Rewrite every one of the entries below, swapping "bounding box" for "rectangle" wherever it occurs and keeping everything else the same. Do not include the pictures in your answer.

::: Material for this task :::

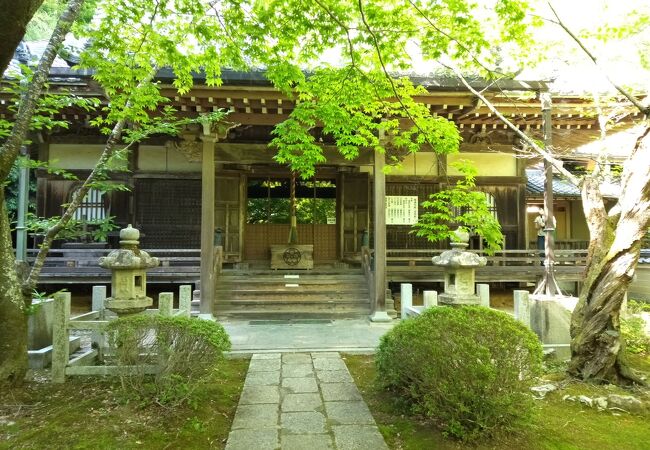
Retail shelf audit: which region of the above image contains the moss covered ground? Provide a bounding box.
[345,355,650,450]
[0,359,248,450]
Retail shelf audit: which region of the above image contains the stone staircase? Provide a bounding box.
[214,268,370,319]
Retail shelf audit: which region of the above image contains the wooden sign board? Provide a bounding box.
[386,195,419,225]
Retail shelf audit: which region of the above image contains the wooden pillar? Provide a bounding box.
[370,152,391,322]
[199,132,217,318]
[534,92,562,297]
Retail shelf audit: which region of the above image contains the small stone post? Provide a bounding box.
[513,290,530,327]
[52,292,70,383]
[178,284,192,317]
[400,283,413,319]
[423,291,438,309]
[158,292,174,316]
[476,283,490,308]
[90,286,106,361]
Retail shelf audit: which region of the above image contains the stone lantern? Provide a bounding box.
[431,228,487,306]
[99,224,158,316]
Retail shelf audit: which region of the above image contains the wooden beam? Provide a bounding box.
[215,142,373,166]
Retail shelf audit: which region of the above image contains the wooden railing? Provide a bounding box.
[386,249,587,266]
[361,246,375,299]
[27,248,201,284]
[214,245,224,292]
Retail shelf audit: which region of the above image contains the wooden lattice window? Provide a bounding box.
[72,188,108,222]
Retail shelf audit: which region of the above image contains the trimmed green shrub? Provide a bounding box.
[376,307,542,440]
[106,314,230,404]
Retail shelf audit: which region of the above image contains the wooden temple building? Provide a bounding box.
[0,68,636,315]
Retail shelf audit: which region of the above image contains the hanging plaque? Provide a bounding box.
[386,195,419,225]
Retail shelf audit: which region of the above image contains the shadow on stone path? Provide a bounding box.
[226,352,388,450]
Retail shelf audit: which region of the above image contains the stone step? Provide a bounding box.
[216,281,368,292]
[217,275,366,284]
[215,290,368,302]
[216,296,370,305]
[217,274,366,283]
[215,304,370,319]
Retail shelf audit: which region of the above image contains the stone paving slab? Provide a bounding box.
[282,377,318,394]
[320,383,363,402]
[251,353,282,361]
[280,411,326,433]
[226,429,280,450]
[232,403,278,430]
[314,358,348,371]
[282,353,311,364]
[332,425,388,450]
[316,370,353,383]
[281,434,334,450]
[282,362,314,378]
[239,386,280,405]
[248,358,282,372]
[226,352,388,450]
[245,370,280,386]
[325,400,375,425]
[282,393,323,412]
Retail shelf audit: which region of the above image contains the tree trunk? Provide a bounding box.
[0,189,27,386]
[569,127,650,384]
[0,0,84,384]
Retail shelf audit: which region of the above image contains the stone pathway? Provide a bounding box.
[226,352,388,450]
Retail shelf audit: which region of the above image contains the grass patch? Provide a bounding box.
[344,355,650,450]
[0,359,248,450]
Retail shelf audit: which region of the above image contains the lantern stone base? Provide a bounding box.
[104,297,153,316]
[438,294,481,306]
[271,244,314,269]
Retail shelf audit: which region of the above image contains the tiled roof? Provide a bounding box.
[526,169,580,197]
[526,169,621,198]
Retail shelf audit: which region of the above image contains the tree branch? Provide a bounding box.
[446,66,582,187]
[22,66,158,295]
[548,2,650,117]
[0,0,84,180]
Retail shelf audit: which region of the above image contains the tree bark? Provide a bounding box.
[0,189,27,386]
[569,127,650,384]
[0,0,43,78]
[0,0,84,180]
[0,0,84,384]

:::

#### Output for this task:
Retail shelf audit: which region of the above image contains the moss covered ground? Provide a rectangle.
[345,355,650,450]
[0,359,248,450]
Retail shelf audit: which region of the above image contains the stone staircase? Provide a rectangle.
[214,268,370,319]
Retail shelf audit: which region of the above image contains the wooden sign board? Provide a rectangle.
[386,195,419,225]
Retail shelf audit: which region of the above image contains the wooden pillar? Provide a rectangle.
[370,152,391,322]
[199,132,217,318]
[534,92,562,297]
Retail shelf audit: which region of the above image contains the small stone post? Provide a rectangle.
[513,290,530,327]
[52,292,70,383]
[178,284,192,317]
[400,283,413,319]
[423,291,438,309]
[158,292,174,316]
[476,283,490,308]
[90,286,106,361]
Retail shelf audit: which region of the above image contains the stone lantern? Provide a rectangle.
[431,228,487,306]
[99,224,158,316]
Retail shelf audit: which region of the above image contains the wooden beam? Provide a rectangle.
[215,142,373,166]
Retail shelf audit: which region of the above image contains the wooden railing? Provide a rectangle.
[386,249,587,266]
[361,246,375,299]
[27,248,201,284]
[214,245,224,292]
Retail shelf audit: which region of the above image contains the wooden lattice window? Provide a rectangle.
[72,188,108,222]
Retail shelf audit: which region of the above image contains the trimmed green shrub? Provide a rectangle.
[376,307,542,440]
[106,314,230,404]
Retail shelf audit: which region of the above image contains the wooden temple building? Provide a rectangle.
[0,68,636,315]
Retail shelf audit: which region of the above image contains the hanging plaque? Provide a rectangle.
[386,195,419,225]
Retail shelf audit: which region of the above image contains the shadow on stone path? Provide a rectangle.
[226,352,388,450]
Retail shelf audit: which region of the above image contains the stone step? Provide a rectangle.
[216,281,368,292]
[217,275,366,284]
[215,290,368,302]
[216,296,370,305]
[217,274,366,283]
[215,304,370,319]
Retail shelf audit: which region of the above image contains the stone paving slab? Provide a rectangle.
[282,377,318,394]
[320,383,363,402]
[251,353,282,361]
[280,411,326,433]
[226,429,280,450]
[232,403,278,430]
[314,358,348,371]
[282,353,311,364]
[332,425,388,450]
[316,370,353,383]
[281,434,334,450]
[282,362,314,378]
[239,386,280,405]
[248,358,282,372]
[226,352,388,450]
[245,370,280,386]
[325,400,375,425]
[282,393,323,412]
Retail shelf audit: which region of the above image contains the tree trunk? Provide a rectangle.
[0,189,27,386]
[569,127,650,384]
[0,0,84,384]
Retail shelf audit: which region of the above image contains the stone pathway? Provide a rectangle.
[226,352,388,450]
Retail shelf audit: which region of the above image contains the grass patch? Provide a rectangle.
[344,355,650,450]
[0,359,248,450]
Retail shelf audit: which region of the above image contains the lantern stone base? Provide a rectangle.
[104,297,153,316]
[438,294,481,306]
[271,244,314,269]
Retail shelf audit: which region of the above image contains the tiled roof? Provide a rectangle.
[526,169,580,197]
[526,169,621,198]
Retail shelf audit: which region of the above image contains the tree branch? Provide a rectangle.
[446,66,582,187]
[22,66,158,295]
[548,2,650,117]
[0,0,84,180]
Retail shelf audit: which region of the above image contains the tree bark? Provide a rectangle.
[0,189,27,386]
[569,127,650,384]
[0,0,43,78]
[0,0,84,180]
[0,0,84,384]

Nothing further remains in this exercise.